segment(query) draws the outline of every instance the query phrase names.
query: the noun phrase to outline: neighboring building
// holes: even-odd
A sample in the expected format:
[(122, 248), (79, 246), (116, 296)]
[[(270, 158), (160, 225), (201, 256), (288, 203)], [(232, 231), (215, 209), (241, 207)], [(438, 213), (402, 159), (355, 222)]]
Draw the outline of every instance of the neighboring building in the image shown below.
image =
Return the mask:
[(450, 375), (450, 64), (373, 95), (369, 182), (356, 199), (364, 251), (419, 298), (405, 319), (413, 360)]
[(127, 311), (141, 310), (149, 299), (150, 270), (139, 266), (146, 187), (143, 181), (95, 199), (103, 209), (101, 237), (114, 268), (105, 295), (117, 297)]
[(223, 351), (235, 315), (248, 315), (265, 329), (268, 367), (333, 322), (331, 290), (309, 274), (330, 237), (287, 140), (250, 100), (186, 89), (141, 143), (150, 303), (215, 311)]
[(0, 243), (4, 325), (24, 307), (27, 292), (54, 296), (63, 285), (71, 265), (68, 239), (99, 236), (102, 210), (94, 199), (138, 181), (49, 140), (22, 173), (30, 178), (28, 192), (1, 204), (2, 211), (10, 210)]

____

§ Exercise objective: Reproduce each entry above without a single difference.

§ Task answer:
segment(query) draws the outline of every instance the query phrase names.
query: the noun phrase to outline: neighboring building
// holes: even-odd
A sample in the expected format:
[(122, 248), (79, 246), (116, 296)]
[[(270, 158), (160, 225), (201, 256), (288, 203)], [(232, 231), (215, 209), (241, 207)], [(438, 213), (402, 159), (355, 222)]]
Draw the outline of every instance of the neighboring building in the image shown below.
image =
Return the mask:
[(450, 375), (450, 64), (373, 95), (369, 182), (356, 199), (364, 251), (419, 298), (405, 319), (413, 360)]
[(127, 311), (141, 310), (149, 299), (150, 270), (139, 266), (146, 187), (143, 181), (95, 199), (103, 209), (101, 237), (114, 268), (105, 295), (117, 297)]
[(223, 351), (235, 315), (248, 315), (265, 329), (268, 367), (333, 322), (331, 290), (309, 274), (330, 237), (287, 140), (250, 100), (186, 89), (141, 143), (150, 303), (215, 311)]
[(0, 243), (4, 325), (24, 307), (27, 292), (54, 296), (63, 285), (71, 265), (68, 239), (99, 236), (102, 210), (94, 199), (138, 181), (49, 140), (22, 173), (30, 178), (28, 192), (1, 204), (2, 211), (10, 210)]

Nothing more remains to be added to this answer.